Give exactly the lines from the one with "point: mulch bed" through the final line of the listing below, both included, leaving out any pictures.
## Start
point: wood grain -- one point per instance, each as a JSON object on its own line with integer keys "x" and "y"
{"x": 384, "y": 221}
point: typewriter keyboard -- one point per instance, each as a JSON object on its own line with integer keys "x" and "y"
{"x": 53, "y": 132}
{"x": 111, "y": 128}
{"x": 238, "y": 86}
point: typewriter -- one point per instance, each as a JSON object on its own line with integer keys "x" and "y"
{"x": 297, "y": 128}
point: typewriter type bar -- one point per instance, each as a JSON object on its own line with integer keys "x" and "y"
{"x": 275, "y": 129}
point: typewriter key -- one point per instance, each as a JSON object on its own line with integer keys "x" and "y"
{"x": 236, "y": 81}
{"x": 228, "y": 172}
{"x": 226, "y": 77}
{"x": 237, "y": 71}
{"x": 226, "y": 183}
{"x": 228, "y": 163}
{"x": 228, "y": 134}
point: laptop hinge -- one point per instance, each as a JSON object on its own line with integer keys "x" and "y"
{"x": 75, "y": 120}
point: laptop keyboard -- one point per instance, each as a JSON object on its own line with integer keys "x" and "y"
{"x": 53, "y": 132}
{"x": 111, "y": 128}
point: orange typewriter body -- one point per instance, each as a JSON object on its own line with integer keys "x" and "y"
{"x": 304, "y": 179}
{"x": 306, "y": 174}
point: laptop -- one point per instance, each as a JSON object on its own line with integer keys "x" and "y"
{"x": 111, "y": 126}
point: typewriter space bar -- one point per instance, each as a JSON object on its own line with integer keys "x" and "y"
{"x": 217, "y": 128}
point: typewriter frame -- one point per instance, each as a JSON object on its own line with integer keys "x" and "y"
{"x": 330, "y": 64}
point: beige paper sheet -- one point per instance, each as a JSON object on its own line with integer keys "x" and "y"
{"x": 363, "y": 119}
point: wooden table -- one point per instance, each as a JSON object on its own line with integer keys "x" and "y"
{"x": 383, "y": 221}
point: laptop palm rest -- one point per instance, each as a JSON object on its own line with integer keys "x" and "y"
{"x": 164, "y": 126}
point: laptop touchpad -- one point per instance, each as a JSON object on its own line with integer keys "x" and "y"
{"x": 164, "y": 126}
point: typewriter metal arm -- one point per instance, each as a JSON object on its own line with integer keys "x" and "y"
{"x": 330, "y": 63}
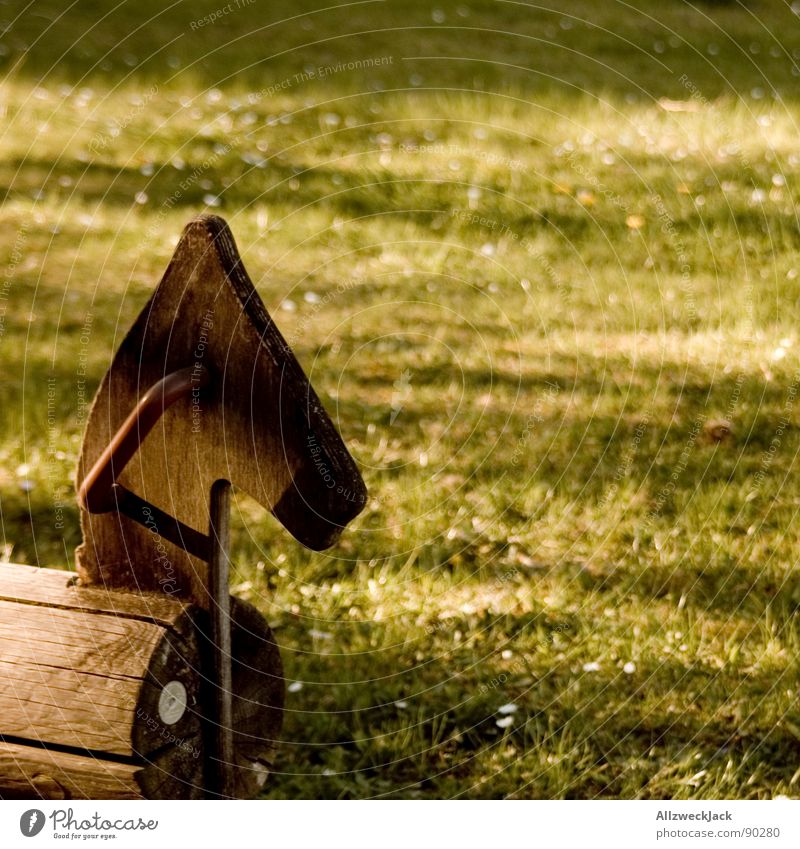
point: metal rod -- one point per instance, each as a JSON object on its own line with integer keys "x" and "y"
{"x": 222, "y": 684}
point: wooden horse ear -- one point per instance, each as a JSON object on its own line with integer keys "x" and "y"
{"x": 251, "y": 417}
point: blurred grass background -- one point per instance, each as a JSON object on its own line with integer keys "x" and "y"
{"x": 540, "y": 262}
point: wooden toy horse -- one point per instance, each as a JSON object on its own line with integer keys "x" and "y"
{"x": 202, "y": 393}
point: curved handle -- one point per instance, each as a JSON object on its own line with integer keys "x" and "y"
{"x": 96, "y": 494}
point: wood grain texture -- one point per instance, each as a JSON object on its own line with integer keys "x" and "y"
{"x": 259, "y": 424}
{"x": 34, "y": 773}
{"x": 80, "y": 684}
{"x": 56, "y": 588}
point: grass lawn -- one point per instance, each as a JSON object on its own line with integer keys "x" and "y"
{"x": 530, "y": 256}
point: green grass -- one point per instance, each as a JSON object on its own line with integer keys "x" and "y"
{"x": 536, "y": 283}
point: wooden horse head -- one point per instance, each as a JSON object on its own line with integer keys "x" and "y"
{"x": 203, "y": 389}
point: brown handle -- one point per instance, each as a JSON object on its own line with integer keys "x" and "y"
{"x": 97, "y": 491}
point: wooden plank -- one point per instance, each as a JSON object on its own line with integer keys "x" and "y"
{"x": 27, "y": 772}
{"x": 68, "y": 708}
{"x": 259, "y": 424}
{"x": 56, "y": 588}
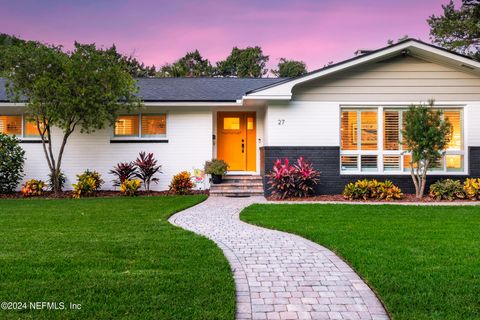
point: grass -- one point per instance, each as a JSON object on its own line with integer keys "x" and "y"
{"x": 118, "y": 258}
{"x": 424, "y": 262}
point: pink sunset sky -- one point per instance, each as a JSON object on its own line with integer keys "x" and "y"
{"x": 156, "y": 32}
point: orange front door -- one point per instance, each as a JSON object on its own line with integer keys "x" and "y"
{"x": 236, "y": 135}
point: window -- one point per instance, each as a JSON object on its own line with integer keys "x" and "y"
{"x": 11, "y": 125}
{"x": 231, "y": 123}
{"x": 365, "y": 148}
{"x": 141, "y": 125}
{"x": 154, "y": 125}
{"x": 18, "y": 125}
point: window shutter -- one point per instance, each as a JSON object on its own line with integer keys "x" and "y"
{"x": 391, "y": 130}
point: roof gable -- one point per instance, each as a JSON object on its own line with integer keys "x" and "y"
{"x": 283, "y": 90}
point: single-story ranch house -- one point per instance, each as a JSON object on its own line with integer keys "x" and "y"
{"x": 345, "y": 118}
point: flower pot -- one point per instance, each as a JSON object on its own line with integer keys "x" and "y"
{"x": 216, "y": 179}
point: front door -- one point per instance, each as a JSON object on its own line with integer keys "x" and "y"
{"x": 236, "y": 135}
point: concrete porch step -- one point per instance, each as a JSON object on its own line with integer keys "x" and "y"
{"x": 238, "y": 186}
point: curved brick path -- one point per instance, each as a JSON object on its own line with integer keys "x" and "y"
{"x": 280, "y": 275}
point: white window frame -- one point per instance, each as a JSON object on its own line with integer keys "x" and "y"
{"x": 380, "y": 152}
{"x": 139, "y": 136}
{"x": 24, "y": 120}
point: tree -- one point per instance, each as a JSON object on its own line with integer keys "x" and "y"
{"x": 242, "y": 63}
{"x": 425, "y": 136}
{"x": 458, "y": 29}
{"x": 7, "y": 41}
{"x": 135, "y": 68}
{"x": 190, "y": 65}
{"x": 390, "y": 41}
{"x": 290, "y": 68}
{"x": 79, "y": 90}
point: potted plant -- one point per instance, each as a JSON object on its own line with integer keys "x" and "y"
{"x": 217, "y": 169}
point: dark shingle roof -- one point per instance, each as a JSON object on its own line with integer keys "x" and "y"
{"x": 191, "y": 89}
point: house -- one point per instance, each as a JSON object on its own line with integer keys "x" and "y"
{"x": 345, "y": 118}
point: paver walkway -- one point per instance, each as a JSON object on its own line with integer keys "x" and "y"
{"x": 280, "y": 275}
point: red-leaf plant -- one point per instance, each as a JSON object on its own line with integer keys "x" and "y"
{"x": 296, "y": 180}
{"x": 123, "y": 171}
{"x": 147, "y": 168}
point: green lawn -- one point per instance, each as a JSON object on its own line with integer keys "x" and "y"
{"x": 424, "y": 262}
{"x": 118, "y": 258}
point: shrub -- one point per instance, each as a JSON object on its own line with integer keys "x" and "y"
{"x": 216, "y": 167}
{"x": 389, "y": 191}
{"x": 87, "y": 184}
{"x": 33, "y": 188}
{"x": 181, "y": 183}
{"x": 123, "y": 171}
{"x": 471, "y": 187}
{"x": 129, "y": 187}
{"x": 61, "y": 181}
{"x": 293, "y": 180}
{"x": 372, "y": 189}
{"x": 447, "y": 189}
{"x": 12, "y": 159}
{"x": 147, "y": 168}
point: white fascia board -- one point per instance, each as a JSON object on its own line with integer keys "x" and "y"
{"x": 268, "y": 97}
{"x": 285, "y": 89}
{"x": 194, "y": 104}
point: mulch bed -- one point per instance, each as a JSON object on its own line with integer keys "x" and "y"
{"x": 100, "y": 194}
{"x": 340, "y": 198}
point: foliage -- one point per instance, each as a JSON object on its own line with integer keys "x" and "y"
{"x": 61, "y": 181}
{"x": 216, "y": 166}
{"x": 12, "y": 159}
{"x": 181, "y": 183}
{"x": 82, "y": 89}
{"x": 297, "y": 180}
{"x": 33, "y": 188}
{"x": 447, "y": 189}
{"x": 290, "y": 68}
{"x": 129, "y": 187}
{"x": 243, "y": 63}
{"x": 131, "y": 65}
{"x": 471, "y": 187}
{"x": 458, "y": 29}
{"x": 147, "y": 168}
{"x": 87, "y": 184}
{"x": 426, "y": 136}
{"x": 372, "y": 189}
{"x": 191, "y": 65}
{"x": 123, "y": 171}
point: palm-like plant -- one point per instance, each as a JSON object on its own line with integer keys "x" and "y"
{"x": 147, "y": 168}
{"x": 123, "y": 171}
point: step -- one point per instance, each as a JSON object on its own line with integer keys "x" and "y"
{"x": 242, "y": 177}
{"x": 236, "y": 193}
{"x": 237, "y": 185}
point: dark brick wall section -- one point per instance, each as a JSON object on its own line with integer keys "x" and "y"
{"x": 327, "y": 161}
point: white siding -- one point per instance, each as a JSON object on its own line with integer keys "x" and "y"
{"x": 305, "y": 124}
{"x": 472, "y": 124}
{"x": 189, "y": 134}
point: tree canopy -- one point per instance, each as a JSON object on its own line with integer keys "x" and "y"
{"x": 84, "y": 89}
{"x": 425, "y": 136}
{"x": 458, "y": 29}
{"x": 190, "y": 65}
{"x": 290, "y": 68}
{"x": 242, "y": 63}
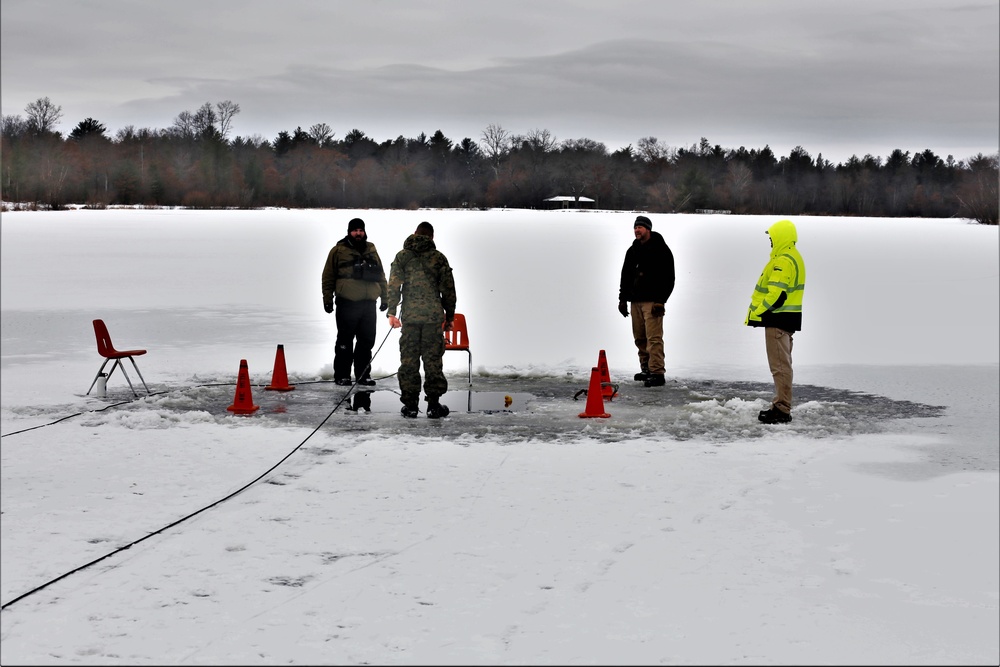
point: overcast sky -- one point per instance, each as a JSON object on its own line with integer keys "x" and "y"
## End
### TASK OUTPUT:
point: mulch bed -- one point per instance, each as a JSON object on its own line with integer keys "x" and "y"
{"x": 100, "y": 194}
{"x": 340, "y": 198}
point: foliage -- one point per instance, each as a JSON object on its own line with integer keys "x" and "y"
{"x": 61, "y": 181}
{"x": 216, "y": 166}
{"x": 12, "y": 159}
{"x": 181, "y": 183}
{"x": 82, "y": 89}
{"x": 297, "y": 180}
{"x": 33, "y": 188}
{"x": 447, "y": 189}
{"x": 290, "y": 68}
{"x": 129, "y": 187}
{"x": 243, "y": 63}
{"x": 131, "y": 65}
{"x": 471, "y": 187}
{"x": 458, "y": 29}
{"x": 147, "y": 168}
{"x": 87, "y": 184}
{"x": 426, "y": 136}
{"x": 372, "y": 189}
{"x": 191, "y": 65}
{"x": 123, "y": 171}
point: palm-like plant -- one point per instance, each as a JSON object on its own line with integer keys "x" and "y"
{"x": 147, "y": 168}
{"x": 123, "y": 171}
point: step -- one point per instance, each as a JSON object on its own line with integer keys "x" and "y"
{"x": 242, "y": 177}
{"x": 236, "y": 193}
{"x": 237, "y": 185}
point: dark brick wall section -- one point per instance, each as a JSON object on its own line with integer keys "x" and "y"
{"x": 327, "y": 161}
point: white siding -- one point per instance, each as a JSON object on its own line with integer keys "x" and "y"
{"x": 305, "y": 124}
{"x": 472, "y": 124}
{"x": 189, "y": 134}
point: tree canopy -- one point per instance, each as a JSON object on its own line with integer keys "x" and "y"
{"x": 84, "y": 89}
{"x": 425, "y": 136}
{"x": 458, "y": 29}
{"x": 190, "y": 65}
{"x": 290, "y": 68}
{"x": 242, "y": 63}
point: overcast sky -- one point per instance, each as a JSON object on its own line with integer keys "x" and "y"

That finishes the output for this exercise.